Your response must be the entire set of entries, reproduced word for word.
—————
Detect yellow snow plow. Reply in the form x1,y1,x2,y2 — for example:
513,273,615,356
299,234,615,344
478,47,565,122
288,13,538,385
—————
Completed task:
Detect yellow snow plow. Reply in the form x1,y1,x2,y2 — for example:
513,273,615,356
299,234,615,344
478,47,565,122
288,13,538,385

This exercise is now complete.